## Data to use
++++++++

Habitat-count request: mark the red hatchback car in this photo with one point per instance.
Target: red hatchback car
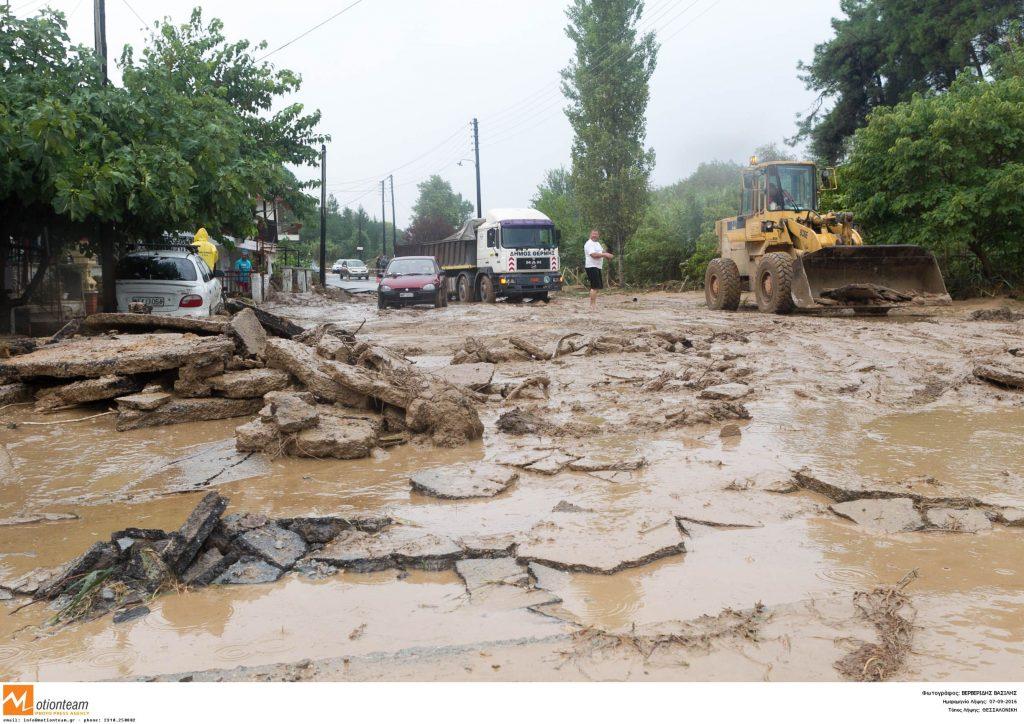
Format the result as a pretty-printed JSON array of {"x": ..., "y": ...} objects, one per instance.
[{"x": 412, "y": 280}]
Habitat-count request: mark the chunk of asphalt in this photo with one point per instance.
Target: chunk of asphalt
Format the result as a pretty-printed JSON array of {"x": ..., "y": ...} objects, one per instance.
[
  {"x": 193, "y": 534},
  {"x": 273, "y": 544},
  {"x": 462, "y": 481},
  {"x": 250, "y": 570},
  {"x": 130, "y": 614},
  {"x": 881, "y": 514}
]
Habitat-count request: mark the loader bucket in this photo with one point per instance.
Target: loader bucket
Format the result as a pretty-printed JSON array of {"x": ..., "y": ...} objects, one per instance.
[{"x": 866, "y": 275}]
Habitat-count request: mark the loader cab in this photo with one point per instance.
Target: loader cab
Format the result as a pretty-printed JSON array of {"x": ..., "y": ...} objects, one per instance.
[{"x": 778, "y": 186}]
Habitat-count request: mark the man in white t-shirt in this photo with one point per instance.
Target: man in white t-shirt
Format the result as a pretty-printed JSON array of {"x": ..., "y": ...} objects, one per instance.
[{"x": 594, "y": 259}]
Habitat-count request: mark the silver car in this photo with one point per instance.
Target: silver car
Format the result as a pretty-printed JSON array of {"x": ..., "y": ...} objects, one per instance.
[{"x": 353, "y": 268}]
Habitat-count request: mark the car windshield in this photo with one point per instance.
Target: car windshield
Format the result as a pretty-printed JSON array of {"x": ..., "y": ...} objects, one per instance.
[
  {"x": 527, "y": 237},
  {"x": 411, "y": 267},
  {"x": 162, "y": 268},
  {"x": 791, "y": 187}
]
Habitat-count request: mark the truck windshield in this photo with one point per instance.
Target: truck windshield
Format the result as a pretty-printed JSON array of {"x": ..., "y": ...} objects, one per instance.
[
  {"x": 527, "y": 237},
  {"x": 791, "y": 187}
]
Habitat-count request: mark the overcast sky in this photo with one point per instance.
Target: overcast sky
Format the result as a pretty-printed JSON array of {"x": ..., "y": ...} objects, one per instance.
[{"x": 398, "y": 81}]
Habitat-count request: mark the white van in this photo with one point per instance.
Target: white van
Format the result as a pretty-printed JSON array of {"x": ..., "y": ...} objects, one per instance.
[{"x": 174, "y": 282}]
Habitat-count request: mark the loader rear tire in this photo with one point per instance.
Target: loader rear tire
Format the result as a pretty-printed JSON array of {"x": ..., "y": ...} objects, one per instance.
[
  {"x": 722, "y": 285},
  {"x": 773, "y": 284}
]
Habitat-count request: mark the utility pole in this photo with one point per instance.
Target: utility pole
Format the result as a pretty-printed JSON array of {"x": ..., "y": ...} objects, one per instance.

++++++++

## Your task
Without the pictures, repeat the listing above exactly.

## Complete response
Habitat-count request: mark the red hatchback car in this photo with one point per instance.
Target: red hatchback car
Format the result as a pretty-printed JSON array of {"x": ..., "y": ...} objects, one per instance.
[{"x": 412, "y": 280}]
Habitat-count request: mark the chunk of asphalt in this photo with one point per instance.
Target: chunk of asphalt
Format the result as a pretty-printed JSON array of {"x": ..., "y": ...} objects, one per instance.
[
  {"x": 193, "y": 534},
  {"x": 273, "y": 544},
  {"x": 462, "y": 481},
  {"x": 250, "y": 570},
  {"x": 130, "y": 614},
  {"x": 881, "y": 514}
]
Habitat-count request: mark the loader bucket in this photo with one point per instance.
Target: loader bucket
Format the result as a pretty-printed JSON array of {"x": ..., "y": ...} objects, one per instance.
[{"x": 866, "y": 275}]
Habitat-count request: mark the loader cab in this photo with one point per instance.
Target: loader cab
Format the result as a pretty-printed JSON array of {"x": ..., "y": ...} objects, one per instance.
[{"x": 778, "y": 186}]
Habitat-count request: mark the man in white t-shirt in this photo with one point per instance.
Target: man in white t-shirt
Format the result as a pretty-printed JSON array of {"x": ..., "y": ...} objects, one per instance.
[{"x": 594, "y": 259}]
Habitat-count request: mark the silver car in this photo with one point per instance.
Target: silver car
Format the result as a pretty-printed JSON array of {"x": ..., "y": ...} objects, one per instance.
[{"x": 353, "y": 268}]
Habitat-count request: mark the car windshield in this photo with one point per instance.
Target: car windshield
Format the result as a pretty-printed JSON array of {"x": ..., "y": ...} objects, one per instance.
[
  {"x": 527, "y": 237},
  {"x": 411, "y": 267},
  {"x": 162, "y": 268},
  {"x": 791, "y": 187}
]
Habitat-count request: mark the truck windshield in this photo with one point per instance.
Target: truck windshield
Format the result as a pretty-printed JSON array of {"x": ..., "y": ...} objects, one per instance.
[
  {"x": 527, "y": 237},
  {"x": 791, "y": 187}
]
Habitat-count request: mark the overcast sky in this photo with one point per instance.
Target: overcast sky
Format the result as a pretty-printed JSON array of {"x": ..., "y": ...} objects, one per instance.
[{"x": 398, "y": 81}]
Habitat-count request: mark the white van in this photo with one point per instance.
Target: white van
Format the result as a pretty-printed JSON array of {"x": ..., "y": ...} objects, one per instance.
[{"x": 174, "y": 282}]
Habitat-count request: mark the loader rear tire in this photo with one point per instance.
Target: loader rear tire
Format the result as a pretty-printed JSON array of {"x": ..., "y": ...} objects, one per instance.
[
  {"x": 722, "y": 285},
  {"x": 773, "y": 284}
]
Habitat-count request: mark the utility pole in this photo with one point per instance.
Target: utility pole
Format the result as a pretty-printed JSON array of {"x": ..., "y": ...} objects, one per instance.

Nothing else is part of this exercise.